Hydroxychloroquine Confirmed Ineffective in the Prevention of COVID

An article published in The Lancet examines the evidence for the drug hydroxychloroquine’s controversial application as a treatment for COVID, which was initially very encouraging based on the drug in vitro inhibition of the SARS-CoV-2 virus. However, the evidence now definitively shows that hydroxychloroquine is ineffective for COVID.

This would have been very useful if hydroxychloroquine, regularly used to treat rheumatic diseases, could have been used as an easily available treatment.

However, numerous studies since the beginning of the COVID pandemic have reiterated the same findings: that hydroxychloroquine does not reduce mortality risk for people hospitalised with COVID, nor does it shorten recovery times. Nevertheless, interest persisted in the possible preventative effects of hydroxychloroquine against COVID.

RECORDS SUPPLIED -
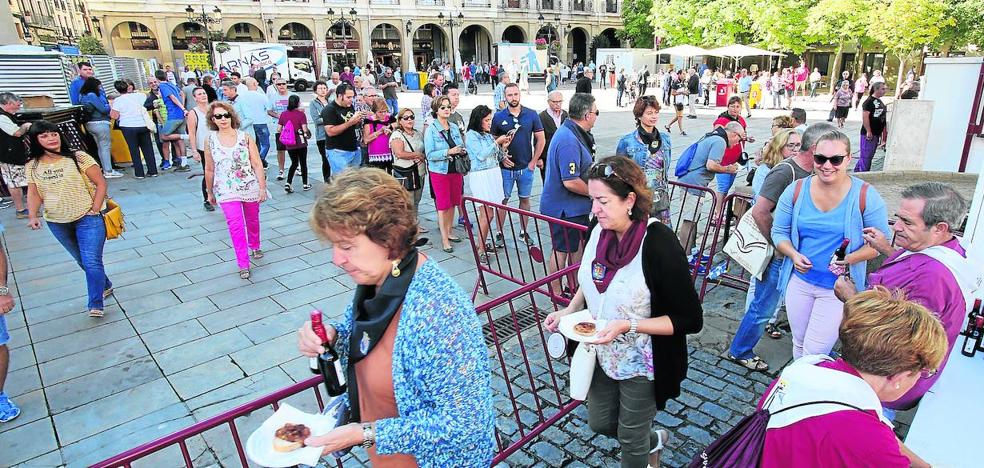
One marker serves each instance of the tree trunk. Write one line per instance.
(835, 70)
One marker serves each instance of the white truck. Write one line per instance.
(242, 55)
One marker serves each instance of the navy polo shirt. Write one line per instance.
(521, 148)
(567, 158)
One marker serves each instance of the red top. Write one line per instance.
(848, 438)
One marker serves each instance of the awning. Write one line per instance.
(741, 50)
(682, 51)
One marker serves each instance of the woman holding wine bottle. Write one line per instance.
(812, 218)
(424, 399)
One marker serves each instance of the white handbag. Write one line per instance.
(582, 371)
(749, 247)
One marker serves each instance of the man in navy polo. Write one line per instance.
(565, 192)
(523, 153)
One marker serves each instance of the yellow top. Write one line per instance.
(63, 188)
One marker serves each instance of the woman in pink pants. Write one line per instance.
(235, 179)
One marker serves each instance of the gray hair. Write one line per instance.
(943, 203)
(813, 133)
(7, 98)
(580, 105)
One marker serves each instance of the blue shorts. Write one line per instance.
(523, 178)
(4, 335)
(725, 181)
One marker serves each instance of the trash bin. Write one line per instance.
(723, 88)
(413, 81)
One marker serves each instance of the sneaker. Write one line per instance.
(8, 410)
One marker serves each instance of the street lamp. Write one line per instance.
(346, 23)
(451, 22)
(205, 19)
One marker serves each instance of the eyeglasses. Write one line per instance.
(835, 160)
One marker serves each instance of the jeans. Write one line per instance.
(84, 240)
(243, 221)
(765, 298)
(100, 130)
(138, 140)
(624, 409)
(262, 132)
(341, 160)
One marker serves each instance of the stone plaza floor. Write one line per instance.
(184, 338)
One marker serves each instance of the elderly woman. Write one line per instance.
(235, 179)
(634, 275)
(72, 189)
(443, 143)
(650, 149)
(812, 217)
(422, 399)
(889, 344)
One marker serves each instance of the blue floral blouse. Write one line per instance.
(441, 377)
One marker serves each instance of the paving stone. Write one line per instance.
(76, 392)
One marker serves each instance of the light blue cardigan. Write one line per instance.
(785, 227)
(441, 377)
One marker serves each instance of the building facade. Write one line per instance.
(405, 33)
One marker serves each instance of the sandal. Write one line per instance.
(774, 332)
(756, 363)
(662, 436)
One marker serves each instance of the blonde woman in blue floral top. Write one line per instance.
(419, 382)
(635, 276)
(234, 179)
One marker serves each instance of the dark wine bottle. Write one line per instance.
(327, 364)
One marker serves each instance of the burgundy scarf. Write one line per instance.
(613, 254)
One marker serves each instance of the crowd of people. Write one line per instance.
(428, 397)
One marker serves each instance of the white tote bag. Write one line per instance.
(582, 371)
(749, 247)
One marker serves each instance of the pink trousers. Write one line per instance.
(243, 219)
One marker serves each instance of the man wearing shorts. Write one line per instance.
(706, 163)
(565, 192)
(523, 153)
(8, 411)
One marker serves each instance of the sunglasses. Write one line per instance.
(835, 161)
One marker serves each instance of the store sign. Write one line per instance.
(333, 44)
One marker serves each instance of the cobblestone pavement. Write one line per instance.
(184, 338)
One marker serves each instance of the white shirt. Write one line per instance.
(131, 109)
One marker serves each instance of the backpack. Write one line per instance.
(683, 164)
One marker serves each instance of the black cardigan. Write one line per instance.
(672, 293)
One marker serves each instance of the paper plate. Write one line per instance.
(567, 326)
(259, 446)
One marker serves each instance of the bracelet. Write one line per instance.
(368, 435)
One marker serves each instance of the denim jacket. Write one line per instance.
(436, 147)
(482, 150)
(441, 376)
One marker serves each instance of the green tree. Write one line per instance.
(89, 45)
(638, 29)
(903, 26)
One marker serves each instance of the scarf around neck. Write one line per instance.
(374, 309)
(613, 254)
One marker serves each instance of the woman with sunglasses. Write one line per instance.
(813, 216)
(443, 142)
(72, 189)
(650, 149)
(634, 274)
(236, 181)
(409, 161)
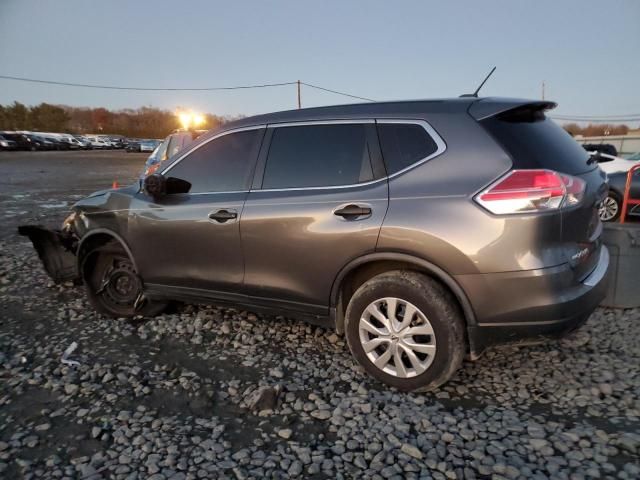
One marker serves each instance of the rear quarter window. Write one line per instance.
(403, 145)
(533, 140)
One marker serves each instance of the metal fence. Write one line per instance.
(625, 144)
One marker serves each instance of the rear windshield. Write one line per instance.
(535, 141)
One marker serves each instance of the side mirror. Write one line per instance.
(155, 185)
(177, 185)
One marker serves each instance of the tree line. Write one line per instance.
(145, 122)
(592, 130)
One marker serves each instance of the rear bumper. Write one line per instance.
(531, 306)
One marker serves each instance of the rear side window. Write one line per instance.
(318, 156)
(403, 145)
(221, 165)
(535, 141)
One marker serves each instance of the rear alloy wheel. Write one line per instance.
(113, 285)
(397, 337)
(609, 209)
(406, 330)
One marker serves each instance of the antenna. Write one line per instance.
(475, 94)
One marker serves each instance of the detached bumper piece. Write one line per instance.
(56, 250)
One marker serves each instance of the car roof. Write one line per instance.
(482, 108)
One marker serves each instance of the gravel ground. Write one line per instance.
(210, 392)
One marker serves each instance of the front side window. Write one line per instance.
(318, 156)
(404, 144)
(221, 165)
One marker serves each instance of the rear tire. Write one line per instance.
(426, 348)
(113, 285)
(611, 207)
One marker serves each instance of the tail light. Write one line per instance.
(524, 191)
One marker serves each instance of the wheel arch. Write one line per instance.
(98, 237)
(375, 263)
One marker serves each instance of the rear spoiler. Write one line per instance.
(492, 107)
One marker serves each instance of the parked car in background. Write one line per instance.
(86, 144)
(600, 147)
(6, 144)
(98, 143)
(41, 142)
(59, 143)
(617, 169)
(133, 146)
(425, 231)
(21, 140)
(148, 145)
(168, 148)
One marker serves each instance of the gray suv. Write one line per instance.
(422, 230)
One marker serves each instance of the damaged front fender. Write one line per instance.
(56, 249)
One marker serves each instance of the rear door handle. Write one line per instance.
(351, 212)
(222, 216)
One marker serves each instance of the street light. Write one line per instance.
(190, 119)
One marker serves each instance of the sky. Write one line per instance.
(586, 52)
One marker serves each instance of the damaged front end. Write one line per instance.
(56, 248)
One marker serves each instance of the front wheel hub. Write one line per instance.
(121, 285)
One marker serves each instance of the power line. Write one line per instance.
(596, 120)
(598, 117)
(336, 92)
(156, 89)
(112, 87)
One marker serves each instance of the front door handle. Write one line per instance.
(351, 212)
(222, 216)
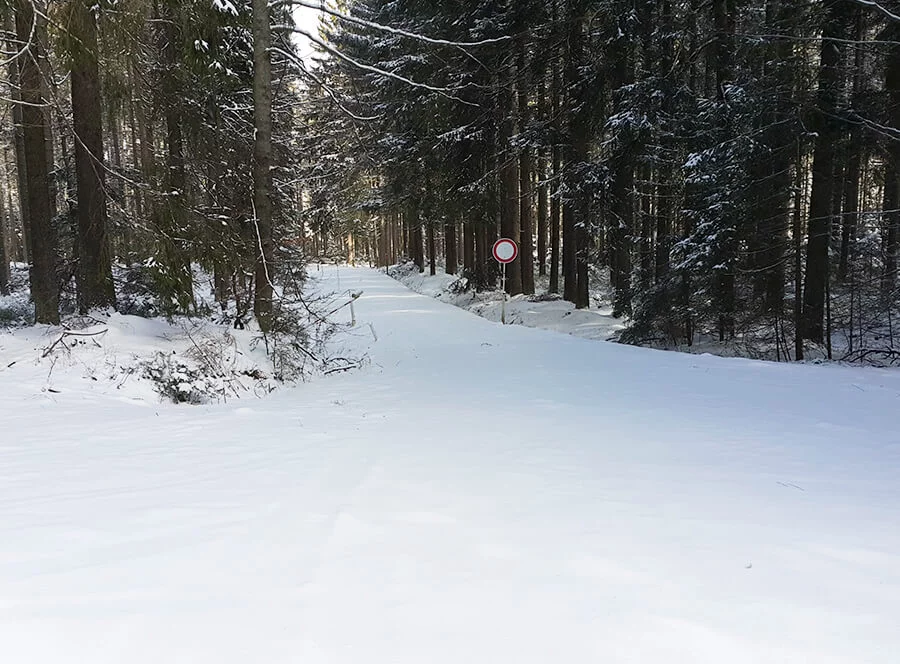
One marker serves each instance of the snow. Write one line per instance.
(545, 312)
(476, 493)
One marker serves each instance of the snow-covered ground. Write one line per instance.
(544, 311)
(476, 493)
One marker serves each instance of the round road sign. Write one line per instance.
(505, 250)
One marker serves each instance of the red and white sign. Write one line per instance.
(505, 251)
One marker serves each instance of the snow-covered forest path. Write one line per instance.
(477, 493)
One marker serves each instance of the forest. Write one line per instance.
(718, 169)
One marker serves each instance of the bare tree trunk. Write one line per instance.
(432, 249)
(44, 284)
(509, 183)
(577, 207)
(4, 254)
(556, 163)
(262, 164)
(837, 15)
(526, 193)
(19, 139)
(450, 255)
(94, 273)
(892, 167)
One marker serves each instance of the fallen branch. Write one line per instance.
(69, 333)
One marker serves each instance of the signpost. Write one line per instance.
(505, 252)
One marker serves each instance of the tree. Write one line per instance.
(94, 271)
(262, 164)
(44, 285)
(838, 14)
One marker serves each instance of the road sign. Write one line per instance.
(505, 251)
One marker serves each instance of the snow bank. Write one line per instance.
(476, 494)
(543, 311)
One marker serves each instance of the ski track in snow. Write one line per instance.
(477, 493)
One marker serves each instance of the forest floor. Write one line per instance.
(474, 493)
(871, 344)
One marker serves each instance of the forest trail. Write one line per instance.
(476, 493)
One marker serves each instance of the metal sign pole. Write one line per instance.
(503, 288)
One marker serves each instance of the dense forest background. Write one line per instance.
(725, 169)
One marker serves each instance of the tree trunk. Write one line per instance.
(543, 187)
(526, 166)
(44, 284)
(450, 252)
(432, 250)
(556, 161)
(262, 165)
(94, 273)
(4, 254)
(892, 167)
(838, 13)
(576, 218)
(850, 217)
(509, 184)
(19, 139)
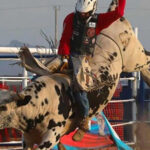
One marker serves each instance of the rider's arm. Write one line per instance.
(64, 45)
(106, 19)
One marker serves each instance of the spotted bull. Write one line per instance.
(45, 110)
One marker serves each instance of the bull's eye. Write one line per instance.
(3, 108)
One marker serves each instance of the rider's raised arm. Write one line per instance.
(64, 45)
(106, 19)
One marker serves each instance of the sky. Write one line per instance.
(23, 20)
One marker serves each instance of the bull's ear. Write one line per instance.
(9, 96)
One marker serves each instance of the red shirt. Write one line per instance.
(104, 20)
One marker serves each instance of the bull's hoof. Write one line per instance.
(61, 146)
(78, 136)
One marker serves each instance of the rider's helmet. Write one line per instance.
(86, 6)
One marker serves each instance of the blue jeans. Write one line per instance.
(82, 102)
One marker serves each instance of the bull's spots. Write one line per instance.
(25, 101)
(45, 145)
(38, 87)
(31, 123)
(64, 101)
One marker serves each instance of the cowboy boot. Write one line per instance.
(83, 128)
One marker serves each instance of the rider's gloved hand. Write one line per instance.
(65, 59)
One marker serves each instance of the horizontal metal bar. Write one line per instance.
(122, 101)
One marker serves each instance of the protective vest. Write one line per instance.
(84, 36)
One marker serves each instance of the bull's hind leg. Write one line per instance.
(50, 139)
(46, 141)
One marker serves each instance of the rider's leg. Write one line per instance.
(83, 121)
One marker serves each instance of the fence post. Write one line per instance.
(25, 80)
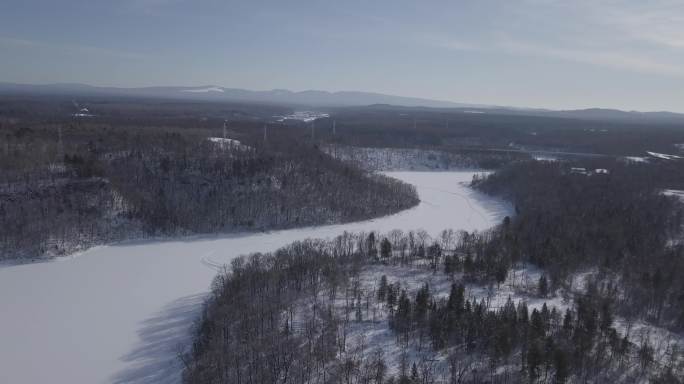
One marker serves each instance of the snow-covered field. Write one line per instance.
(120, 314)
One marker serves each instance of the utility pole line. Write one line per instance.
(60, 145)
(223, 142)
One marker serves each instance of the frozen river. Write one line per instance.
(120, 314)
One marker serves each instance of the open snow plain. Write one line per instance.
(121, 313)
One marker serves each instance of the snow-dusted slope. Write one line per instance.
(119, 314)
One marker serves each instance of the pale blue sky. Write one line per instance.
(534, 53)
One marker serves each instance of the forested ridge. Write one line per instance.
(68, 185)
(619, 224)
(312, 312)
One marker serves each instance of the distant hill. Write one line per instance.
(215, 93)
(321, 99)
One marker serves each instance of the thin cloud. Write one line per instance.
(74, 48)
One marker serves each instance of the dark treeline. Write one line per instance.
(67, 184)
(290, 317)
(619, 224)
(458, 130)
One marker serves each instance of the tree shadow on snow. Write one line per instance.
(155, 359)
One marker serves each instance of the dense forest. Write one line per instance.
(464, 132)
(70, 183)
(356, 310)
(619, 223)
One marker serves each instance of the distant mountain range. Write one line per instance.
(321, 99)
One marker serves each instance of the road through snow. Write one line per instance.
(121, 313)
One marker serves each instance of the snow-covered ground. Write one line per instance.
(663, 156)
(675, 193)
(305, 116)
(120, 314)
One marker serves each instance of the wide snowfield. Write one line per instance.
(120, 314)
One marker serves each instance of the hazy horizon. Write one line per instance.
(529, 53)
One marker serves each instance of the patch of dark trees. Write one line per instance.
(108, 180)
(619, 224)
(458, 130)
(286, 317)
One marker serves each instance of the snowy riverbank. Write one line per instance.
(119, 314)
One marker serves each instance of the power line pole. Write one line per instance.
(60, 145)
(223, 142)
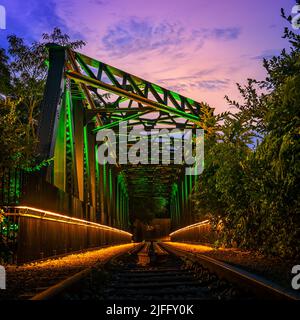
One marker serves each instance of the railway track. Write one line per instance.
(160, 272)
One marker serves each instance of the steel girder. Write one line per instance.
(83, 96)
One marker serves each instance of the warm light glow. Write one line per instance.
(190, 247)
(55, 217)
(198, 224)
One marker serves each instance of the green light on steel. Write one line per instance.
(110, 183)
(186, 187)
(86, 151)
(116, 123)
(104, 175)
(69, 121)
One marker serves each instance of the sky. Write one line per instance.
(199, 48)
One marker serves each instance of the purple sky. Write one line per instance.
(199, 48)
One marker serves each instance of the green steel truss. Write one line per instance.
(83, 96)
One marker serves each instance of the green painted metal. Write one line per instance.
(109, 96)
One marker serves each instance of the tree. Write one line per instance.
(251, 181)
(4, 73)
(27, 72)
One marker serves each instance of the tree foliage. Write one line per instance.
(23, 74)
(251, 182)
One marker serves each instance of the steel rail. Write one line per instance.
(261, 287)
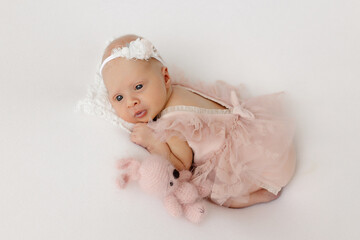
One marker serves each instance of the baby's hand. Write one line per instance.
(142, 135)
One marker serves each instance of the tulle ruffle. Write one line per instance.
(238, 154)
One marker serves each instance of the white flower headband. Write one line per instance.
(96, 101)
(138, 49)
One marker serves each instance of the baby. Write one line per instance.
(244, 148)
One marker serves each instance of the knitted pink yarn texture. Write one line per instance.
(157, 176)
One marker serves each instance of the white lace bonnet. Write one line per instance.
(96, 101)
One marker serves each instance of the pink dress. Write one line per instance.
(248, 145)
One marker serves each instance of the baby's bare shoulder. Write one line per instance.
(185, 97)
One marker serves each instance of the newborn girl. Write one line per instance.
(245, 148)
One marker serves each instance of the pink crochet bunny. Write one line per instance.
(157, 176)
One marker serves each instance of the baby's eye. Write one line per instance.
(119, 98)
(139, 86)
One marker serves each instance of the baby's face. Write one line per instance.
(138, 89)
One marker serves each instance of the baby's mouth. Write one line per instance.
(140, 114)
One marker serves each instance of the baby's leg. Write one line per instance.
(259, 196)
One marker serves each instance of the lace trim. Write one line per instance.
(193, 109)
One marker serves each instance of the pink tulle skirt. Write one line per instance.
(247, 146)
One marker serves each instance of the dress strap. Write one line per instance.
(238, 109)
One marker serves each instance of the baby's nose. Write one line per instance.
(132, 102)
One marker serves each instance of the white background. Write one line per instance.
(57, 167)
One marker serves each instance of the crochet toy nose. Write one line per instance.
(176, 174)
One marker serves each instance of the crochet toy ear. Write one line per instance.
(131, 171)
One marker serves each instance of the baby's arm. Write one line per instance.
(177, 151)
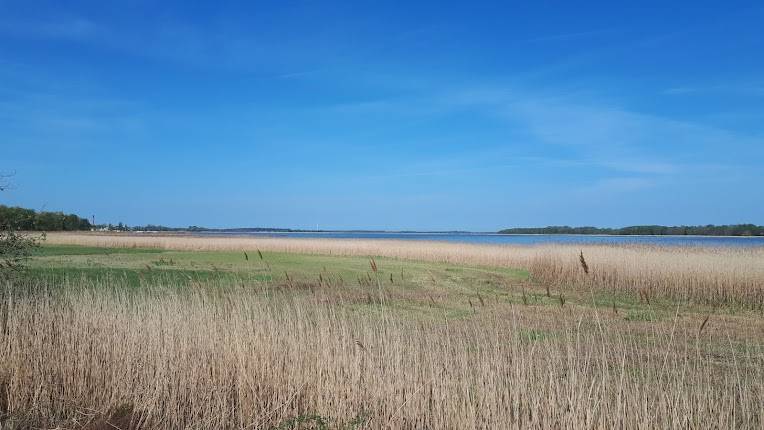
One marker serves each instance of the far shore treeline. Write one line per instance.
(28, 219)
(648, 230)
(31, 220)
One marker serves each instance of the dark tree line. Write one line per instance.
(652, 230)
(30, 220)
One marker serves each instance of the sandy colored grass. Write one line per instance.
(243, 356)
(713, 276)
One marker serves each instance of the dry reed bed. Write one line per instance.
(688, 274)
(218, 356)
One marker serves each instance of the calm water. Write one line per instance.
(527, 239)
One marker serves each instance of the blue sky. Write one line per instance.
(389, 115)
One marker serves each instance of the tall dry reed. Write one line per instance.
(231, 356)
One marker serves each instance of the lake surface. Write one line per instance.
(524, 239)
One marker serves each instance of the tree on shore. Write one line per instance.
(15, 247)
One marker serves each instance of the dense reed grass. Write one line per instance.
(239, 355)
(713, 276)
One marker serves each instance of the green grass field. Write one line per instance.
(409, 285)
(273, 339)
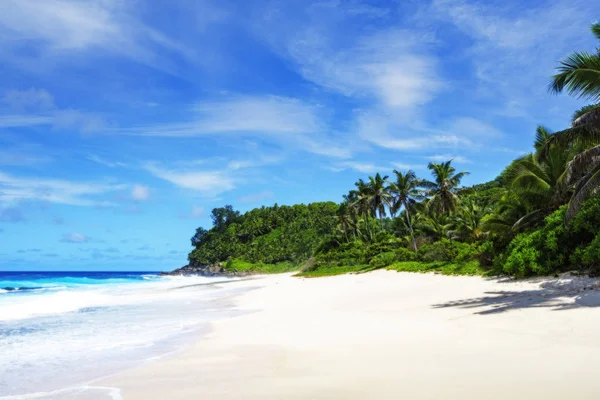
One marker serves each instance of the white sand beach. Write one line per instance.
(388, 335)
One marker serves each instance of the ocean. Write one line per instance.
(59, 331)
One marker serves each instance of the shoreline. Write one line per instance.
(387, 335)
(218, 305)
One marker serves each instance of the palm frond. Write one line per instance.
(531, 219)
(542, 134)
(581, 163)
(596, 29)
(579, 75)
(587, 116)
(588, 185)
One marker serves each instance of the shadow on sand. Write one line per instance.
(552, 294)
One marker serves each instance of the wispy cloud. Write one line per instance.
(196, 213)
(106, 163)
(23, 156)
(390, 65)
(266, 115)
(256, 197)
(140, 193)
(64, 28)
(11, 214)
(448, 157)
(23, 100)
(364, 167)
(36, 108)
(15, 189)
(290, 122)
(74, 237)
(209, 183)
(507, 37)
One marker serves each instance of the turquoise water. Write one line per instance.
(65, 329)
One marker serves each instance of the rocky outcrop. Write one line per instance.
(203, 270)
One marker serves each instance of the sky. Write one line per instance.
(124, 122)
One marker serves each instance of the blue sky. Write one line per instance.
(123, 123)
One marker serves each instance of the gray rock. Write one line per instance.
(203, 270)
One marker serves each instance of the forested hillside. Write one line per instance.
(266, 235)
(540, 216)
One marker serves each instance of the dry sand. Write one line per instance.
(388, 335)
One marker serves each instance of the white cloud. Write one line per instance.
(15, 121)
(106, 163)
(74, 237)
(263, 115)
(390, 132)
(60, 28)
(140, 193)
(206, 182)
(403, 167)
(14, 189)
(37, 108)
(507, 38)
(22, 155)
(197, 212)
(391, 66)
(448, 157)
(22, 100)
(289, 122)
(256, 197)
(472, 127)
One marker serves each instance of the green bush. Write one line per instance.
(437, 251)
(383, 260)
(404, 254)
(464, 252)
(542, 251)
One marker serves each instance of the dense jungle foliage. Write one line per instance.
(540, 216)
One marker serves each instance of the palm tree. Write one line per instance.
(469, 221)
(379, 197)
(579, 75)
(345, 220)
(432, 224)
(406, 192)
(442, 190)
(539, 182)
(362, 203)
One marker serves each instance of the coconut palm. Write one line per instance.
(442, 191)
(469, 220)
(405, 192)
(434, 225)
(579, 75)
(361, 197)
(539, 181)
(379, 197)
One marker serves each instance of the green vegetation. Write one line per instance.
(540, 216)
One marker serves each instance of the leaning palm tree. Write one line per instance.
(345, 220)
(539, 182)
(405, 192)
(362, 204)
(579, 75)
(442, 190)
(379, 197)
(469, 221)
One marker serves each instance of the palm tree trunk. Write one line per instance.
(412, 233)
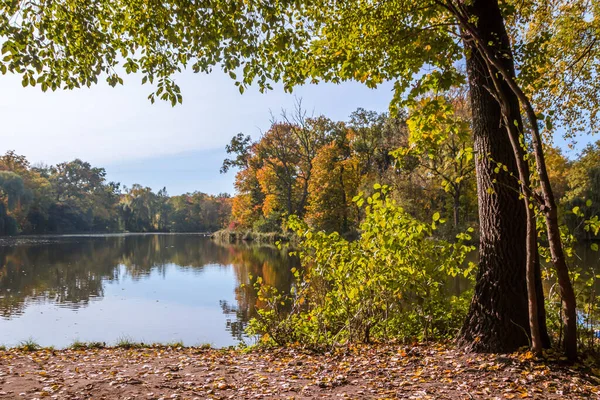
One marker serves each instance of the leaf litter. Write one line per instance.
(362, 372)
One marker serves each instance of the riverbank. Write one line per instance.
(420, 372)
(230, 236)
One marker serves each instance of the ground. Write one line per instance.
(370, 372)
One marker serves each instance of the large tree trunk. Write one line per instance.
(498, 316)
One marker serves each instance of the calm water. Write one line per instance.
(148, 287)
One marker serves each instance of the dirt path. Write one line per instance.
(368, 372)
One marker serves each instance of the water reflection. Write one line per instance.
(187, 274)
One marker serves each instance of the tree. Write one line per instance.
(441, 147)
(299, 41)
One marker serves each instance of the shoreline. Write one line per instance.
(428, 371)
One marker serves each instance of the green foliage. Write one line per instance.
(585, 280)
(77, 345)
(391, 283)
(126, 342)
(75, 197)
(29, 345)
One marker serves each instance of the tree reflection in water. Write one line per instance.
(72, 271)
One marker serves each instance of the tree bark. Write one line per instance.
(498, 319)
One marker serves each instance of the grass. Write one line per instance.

TASK LIST -
1. Copy the hydroxychloroquine article from "An article published" down to "easily available treatment.", renaming "rheumatic diseases" as "autoimmune conditions".
2. Based on the hydroxychloroquine article, is each statement true? (a) The article discussed appeared in The Lancet. (b) Hydroxychloroquine shortens recovery times for people hospitalized with COVID. (c) Hydroxychloroquine is regularly used to treat rheumatic diseases.
3. Resume the hydroxychloroquine article after its last sentence.

ANSWERS IN ORDER -
1.
An article published in The Lancet examines the evidence for the drug hydroxychloroquine’s controversial application as a treatment for COVID, which was initially very encouraging based on the drug in vitro inhibition of the SARS-CoV-2 virus. However, the evidence now definitively shows that hydroxychloroquine is ineffective for COVID.

This would have been very useful if hydroxychloroquine, regularly used to treat autoimmune conditions, could have been used as an easily available treatment.

2.
(a) Yes: "An article published in The Lancet"
(b) No: "nor does it shorten recovery times"
(c) Yes: "regularly used to treat rheumatic diseases"

3.
Using electronic health records for 30 569 patients, a study comparing hydroxychloroquine use by rheumatoid arthritis or systemic lupus erythematosus sufferers to non-users with the same maladies reported no significant difference in standardised cumulative COVID mortality associated with hydroxychloroquine use (0.23% among hydroxychloroquine users and 0.22% among non-users) with an adjusted hazard ratio of 1.03 (95% CI 0·80–1·33).

These results reflect those of two studies where hydroxychloroquine was administered as prophylaxis to frontline and health care workers, which also showed no effect.